▸ **Written request**:
Output, as a numbered list with blank lines omitted, the records from the line containing "leaf in the" up to and including the line containing "[677,662,836,784]".

▸ **Given information**:
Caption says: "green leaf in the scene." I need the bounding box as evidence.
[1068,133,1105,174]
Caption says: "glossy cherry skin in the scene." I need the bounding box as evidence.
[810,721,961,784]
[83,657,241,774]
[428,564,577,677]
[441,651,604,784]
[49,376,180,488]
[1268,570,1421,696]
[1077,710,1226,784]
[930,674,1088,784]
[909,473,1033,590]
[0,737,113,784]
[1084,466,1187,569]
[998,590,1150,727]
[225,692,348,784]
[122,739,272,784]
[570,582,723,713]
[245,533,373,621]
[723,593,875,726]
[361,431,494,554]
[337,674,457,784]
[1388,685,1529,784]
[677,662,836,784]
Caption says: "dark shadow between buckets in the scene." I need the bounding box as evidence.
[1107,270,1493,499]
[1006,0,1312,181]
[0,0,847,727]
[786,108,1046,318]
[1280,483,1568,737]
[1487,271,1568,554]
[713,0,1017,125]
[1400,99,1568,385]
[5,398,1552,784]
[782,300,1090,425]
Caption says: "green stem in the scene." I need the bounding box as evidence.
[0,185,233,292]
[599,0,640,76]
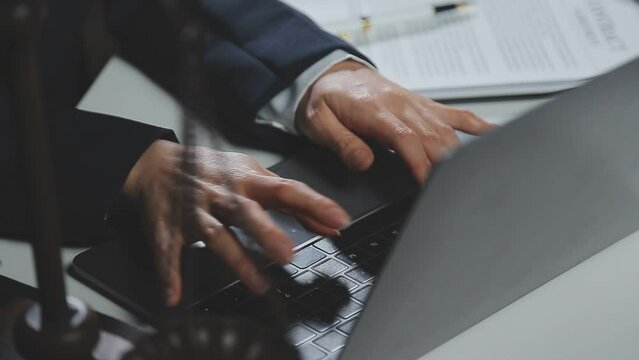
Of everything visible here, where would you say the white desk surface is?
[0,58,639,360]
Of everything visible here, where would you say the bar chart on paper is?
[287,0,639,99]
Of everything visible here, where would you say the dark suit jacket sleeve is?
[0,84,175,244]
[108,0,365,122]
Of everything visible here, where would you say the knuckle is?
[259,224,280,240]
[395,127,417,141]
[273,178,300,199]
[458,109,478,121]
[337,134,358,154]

--

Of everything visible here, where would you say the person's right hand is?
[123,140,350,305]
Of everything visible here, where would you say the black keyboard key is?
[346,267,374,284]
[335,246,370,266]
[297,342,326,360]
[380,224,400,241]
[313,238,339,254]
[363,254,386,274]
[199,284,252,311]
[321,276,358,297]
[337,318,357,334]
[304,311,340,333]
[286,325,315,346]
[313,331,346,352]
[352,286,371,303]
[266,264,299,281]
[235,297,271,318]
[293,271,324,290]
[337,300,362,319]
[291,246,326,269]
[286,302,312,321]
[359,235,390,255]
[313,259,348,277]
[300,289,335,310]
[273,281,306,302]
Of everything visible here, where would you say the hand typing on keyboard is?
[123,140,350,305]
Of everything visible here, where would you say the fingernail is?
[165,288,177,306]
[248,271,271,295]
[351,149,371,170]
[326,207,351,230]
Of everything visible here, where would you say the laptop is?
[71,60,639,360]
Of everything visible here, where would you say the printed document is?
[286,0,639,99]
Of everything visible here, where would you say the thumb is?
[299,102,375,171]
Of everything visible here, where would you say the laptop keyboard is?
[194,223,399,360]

▸ **Response**:
1. Caption says: "green leaf in the scene." I need the bounding box as evidence.
2. [1068,133,1105,174]
3. Caption says: "glossy cherry skin in the scene." I need the bounding box as evidence.
4. [810,721,961,784]
5. [83,657,241,774]
6. [428,564,577,677]
7. [441,651,604,784]
8. [49,376,180,488]
9. [1268,570,1421,696]
10. [1077,710,1226,784]
11. [930,674,1088,784]
12. [909,473,1033,590]
13. [0,737,113,784]
14. [1084,466,1187,569]
15. [998,590,1150,727]
16. [225,692,348,784]
17. [122,739,272,784]
18. [570,582,723,713]
19. [245,533,373,621]
20. [723,593,875,726]
21. [361,431,494,554]
22. [337,674,457,784]
23. [1388,685,1529,784]
24. [677,662,836,784]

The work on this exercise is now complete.